TASKS TO CARRY OUT:
**1.** From the diet and supplement notes below, list every food category the writer says they are trying to avoid.
**2.** Write a continuation of the diet and supplement notes below, starting right after their final sentence.

SOURCE EXTRACT:
Borage oil and flax oil – These fats, along with others, make up the phospholipid bilayer that creates the lining of your cells. These are gamma linoleic acids, or GLAs. These can be classified as “deadly” omega-6 fats as they can oxidize to arachidonic acid, but don’t worry, this won’t happen when administered with an omega-3, like the krill oil I was mentioning earlier. Borage, flax, krill, and cod liver oil (along with healthy fats from avocado and olive oil) are all combined here to make sure the outside of all cells have a high integrity.
These are the things that I’m trying to avoid, as always: sugars, inflammatory oils, grains, most carbohydrates.
And these are the things I am trying to eat: High-quality animal fats and proteins, wild fish, high-quality plant fats, and as many micronutrients as possible.
What that means for me is essentially not a huge change, but more intentional on what I am prioritizing right now, which is my subjective reality and experience as a human being. I ask myself before I eat something “will this improve my brain, gut, or cellular health?” and if that answer is no, then I don’t eat it. If it is yes and I’m hungry, then I eat it. Good brains, good gut, and good cells mean great reality.
And these are the things I am supplementing with:
- Krill, borage, flax and fermented cod liver oil
- Bone Broth
- Micronutrient greens powder
- Grass-fed collagen
This doesn’t mean these will be the ONLY supplements I will be taking, just the ones I will be prioritizing. For example, I use MCT oil powder, exogenous ketones, and beef protein powder pretty regularly, among other products.
I will also do a fair bit of intermittent fasting. I generally just feel way better when I skip breakfast, and typically am not hungry in the morning anyway. This saves me time from not having to cook or clean and increases my mental capacity. I stay leaner this way and have more energy. Sometimes I will add in a fat shake in the morning if I know I won’t be able to eat whenever I’m hungry, or if I do wake up hungry.

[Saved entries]

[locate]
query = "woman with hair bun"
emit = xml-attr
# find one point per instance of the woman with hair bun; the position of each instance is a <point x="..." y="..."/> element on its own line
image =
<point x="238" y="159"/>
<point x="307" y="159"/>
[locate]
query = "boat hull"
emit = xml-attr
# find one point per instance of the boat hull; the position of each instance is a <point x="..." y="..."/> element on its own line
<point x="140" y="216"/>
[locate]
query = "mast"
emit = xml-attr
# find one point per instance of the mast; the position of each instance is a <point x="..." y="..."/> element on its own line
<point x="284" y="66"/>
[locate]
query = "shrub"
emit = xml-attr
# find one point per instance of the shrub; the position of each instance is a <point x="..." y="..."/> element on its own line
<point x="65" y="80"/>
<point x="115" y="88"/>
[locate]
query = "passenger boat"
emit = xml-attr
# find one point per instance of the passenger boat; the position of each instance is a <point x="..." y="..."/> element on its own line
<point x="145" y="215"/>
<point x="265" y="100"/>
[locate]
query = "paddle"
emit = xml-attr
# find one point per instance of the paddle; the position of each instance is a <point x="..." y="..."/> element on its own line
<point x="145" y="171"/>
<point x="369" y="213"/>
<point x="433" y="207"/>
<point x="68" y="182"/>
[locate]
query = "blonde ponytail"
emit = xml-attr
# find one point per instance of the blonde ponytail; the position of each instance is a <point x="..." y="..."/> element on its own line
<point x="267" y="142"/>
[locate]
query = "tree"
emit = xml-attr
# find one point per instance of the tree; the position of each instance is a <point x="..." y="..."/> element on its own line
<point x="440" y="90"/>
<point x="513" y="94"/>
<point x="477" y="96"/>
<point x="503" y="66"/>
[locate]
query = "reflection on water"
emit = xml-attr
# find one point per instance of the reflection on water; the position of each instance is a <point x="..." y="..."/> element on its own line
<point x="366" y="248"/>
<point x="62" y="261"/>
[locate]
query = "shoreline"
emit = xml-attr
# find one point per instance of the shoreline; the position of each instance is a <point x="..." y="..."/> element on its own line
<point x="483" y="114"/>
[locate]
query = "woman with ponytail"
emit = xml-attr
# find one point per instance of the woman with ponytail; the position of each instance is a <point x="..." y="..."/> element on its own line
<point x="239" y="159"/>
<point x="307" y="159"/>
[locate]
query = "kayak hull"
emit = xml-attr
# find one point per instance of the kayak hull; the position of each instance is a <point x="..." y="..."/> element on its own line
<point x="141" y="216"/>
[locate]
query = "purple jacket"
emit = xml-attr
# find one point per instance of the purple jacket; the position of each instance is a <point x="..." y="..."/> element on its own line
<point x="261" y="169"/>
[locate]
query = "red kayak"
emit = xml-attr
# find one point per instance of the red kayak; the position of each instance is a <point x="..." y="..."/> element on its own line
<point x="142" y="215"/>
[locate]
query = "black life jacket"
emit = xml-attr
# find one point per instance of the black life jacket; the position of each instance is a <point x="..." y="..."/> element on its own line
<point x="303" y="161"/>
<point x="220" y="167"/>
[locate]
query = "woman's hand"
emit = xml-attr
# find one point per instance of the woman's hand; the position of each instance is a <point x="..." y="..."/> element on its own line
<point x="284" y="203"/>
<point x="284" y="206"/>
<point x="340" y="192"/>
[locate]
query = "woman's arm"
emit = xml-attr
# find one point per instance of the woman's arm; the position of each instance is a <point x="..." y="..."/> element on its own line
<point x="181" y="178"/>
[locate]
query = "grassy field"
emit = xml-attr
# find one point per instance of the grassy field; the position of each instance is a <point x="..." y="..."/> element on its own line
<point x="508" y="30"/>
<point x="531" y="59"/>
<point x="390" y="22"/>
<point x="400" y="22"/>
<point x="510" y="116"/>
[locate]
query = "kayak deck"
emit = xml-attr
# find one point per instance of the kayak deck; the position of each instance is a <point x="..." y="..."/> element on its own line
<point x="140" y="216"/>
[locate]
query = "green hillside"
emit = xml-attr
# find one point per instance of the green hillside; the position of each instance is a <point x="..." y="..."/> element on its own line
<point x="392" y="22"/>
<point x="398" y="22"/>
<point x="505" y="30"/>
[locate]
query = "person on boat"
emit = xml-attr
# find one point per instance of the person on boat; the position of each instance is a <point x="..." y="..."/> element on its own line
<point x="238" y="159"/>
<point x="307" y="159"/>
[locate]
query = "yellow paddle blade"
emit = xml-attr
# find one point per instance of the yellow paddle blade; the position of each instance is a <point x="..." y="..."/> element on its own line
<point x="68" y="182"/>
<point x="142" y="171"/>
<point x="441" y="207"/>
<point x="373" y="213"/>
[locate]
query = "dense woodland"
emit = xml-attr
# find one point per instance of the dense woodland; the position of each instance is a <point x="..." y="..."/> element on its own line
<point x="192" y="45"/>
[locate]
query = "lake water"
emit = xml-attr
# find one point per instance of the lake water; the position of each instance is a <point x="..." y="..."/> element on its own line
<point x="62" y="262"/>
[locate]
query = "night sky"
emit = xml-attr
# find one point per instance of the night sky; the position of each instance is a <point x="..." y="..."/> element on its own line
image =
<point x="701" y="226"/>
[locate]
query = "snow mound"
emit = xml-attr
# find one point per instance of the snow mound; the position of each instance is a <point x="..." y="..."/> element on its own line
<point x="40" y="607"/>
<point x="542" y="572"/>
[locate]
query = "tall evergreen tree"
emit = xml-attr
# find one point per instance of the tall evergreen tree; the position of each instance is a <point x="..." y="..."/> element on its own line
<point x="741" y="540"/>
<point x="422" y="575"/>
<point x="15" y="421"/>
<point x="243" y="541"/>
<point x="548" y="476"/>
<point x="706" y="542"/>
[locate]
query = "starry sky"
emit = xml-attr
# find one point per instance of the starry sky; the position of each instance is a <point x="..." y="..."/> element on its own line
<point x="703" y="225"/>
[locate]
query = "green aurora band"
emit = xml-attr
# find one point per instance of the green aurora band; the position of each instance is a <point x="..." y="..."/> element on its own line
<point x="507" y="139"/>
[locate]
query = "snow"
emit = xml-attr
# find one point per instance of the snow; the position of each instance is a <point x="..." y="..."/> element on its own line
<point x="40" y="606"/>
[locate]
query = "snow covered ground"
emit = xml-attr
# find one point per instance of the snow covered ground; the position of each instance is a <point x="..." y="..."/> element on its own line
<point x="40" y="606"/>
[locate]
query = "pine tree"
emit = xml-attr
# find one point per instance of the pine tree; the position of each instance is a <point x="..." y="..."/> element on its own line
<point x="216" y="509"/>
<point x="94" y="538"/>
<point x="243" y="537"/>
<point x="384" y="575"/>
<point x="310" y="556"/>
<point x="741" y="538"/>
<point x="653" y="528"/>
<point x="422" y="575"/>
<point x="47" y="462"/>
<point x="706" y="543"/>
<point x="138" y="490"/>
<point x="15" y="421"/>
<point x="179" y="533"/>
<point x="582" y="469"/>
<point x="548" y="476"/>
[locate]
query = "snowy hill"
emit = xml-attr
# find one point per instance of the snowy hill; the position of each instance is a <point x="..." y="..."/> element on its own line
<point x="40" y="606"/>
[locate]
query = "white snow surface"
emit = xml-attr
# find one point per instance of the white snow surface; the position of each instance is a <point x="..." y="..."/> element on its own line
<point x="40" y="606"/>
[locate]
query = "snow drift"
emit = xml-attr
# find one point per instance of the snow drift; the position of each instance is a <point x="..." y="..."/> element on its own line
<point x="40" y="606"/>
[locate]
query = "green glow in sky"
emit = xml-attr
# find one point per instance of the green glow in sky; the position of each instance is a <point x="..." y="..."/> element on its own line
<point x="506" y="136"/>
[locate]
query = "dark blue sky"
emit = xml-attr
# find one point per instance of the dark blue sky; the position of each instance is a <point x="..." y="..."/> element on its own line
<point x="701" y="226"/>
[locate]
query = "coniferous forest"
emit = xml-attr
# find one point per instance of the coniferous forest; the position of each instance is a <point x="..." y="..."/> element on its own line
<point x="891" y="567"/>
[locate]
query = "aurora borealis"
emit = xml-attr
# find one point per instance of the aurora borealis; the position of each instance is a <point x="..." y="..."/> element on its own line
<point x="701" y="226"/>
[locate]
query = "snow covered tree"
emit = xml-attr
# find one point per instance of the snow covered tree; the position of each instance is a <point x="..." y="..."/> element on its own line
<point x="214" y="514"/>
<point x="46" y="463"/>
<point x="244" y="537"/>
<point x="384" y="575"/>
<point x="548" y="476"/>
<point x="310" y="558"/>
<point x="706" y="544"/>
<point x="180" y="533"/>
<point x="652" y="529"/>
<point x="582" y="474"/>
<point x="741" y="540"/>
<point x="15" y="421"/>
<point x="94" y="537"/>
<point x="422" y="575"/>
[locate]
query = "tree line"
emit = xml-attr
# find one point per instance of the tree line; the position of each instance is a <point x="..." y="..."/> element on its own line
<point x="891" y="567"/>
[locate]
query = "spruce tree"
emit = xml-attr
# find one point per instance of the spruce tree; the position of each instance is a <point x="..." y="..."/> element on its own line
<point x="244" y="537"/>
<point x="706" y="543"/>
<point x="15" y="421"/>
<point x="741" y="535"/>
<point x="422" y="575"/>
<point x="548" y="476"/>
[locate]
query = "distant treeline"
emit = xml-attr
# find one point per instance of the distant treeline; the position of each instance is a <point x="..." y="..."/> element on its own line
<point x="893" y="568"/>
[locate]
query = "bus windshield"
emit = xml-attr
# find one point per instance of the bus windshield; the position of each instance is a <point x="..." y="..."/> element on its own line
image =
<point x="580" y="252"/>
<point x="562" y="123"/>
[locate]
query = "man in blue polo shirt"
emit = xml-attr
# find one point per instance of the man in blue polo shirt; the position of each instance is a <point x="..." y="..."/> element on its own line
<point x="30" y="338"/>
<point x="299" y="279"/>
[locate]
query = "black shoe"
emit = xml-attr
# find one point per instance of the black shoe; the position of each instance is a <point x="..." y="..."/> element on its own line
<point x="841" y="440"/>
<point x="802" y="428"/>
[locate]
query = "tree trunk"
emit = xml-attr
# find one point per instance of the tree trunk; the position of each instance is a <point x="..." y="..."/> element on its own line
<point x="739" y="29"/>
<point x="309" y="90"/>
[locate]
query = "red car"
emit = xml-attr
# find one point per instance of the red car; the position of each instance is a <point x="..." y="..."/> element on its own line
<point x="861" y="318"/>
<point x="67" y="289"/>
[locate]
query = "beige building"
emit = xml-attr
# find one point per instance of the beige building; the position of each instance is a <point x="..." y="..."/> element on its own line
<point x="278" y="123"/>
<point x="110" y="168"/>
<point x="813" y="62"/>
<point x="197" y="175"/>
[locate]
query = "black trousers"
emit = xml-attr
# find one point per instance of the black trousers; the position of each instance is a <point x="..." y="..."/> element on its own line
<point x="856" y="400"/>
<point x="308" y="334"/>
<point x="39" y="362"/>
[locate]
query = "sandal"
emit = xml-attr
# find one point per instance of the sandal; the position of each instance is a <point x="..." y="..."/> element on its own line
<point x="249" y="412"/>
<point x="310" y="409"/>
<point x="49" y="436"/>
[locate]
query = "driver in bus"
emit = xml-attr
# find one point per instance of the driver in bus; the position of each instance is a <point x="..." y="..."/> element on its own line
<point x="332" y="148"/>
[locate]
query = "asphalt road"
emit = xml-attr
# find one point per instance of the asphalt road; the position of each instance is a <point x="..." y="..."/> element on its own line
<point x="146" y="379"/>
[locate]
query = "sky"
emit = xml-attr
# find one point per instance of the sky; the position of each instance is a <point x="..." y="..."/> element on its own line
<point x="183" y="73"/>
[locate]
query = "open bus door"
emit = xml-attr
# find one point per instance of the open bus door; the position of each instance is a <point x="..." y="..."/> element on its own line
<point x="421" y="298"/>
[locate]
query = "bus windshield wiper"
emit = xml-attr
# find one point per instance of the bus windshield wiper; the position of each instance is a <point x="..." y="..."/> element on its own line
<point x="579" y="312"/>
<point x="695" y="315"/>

WRITTEN ANSWERS:
**1.**
- Sugars
- Inflammatory oils
- Grains
- Most carbohydrates

**2.**
This is a good point to note that I am not keeping any timing or macro specifications in the back of my head. I am trying to eat more intuitively, which means carbs when I want carbs and food when I’m hungry.
Putting it all together, and a typical day has been and will look like this for the foreseeable future:
Breakfast: One cold brew and one espresso.
Lunch: One enormous salad with a variety of local seasonal plants, Kasandrino’s olivecado oil, avocado, macadamia nuts, herbs, and salmon or lamb.
Snacks: US Wellness Meats liverwurst and sauerkraut.
Dinner: Roasted vegetables in ghee and ribeye.
I also drink really high-quality mezcal from time to time or wine from Dry Farm Wines. No, drinking isn’t great for any of these things, but I don’t go hog wild and this generally comes in a social setting and decreases stress, which does positively impact brain and gut health. So there.
You’ll also note I’m not simplifying this and saying that I’m doing just a “ketogenic” or “paleo” diet. This requires little thinking and critical evaluation and sets in place an identity to feel guilty about. Most of my meals will be what I call “quality keto” meals, which is a whole food-centric ketogenic diet. But there will be sometimes I want to eat some carbs, so I’ll eat some carbs from sweet potato, berries, squash, etc. Most of the times I will be in a state of ketosis for my number one reason of food priority (brain health), and I will always be eating real food for reasons one, two, and three. I’m eating like a human. Enough.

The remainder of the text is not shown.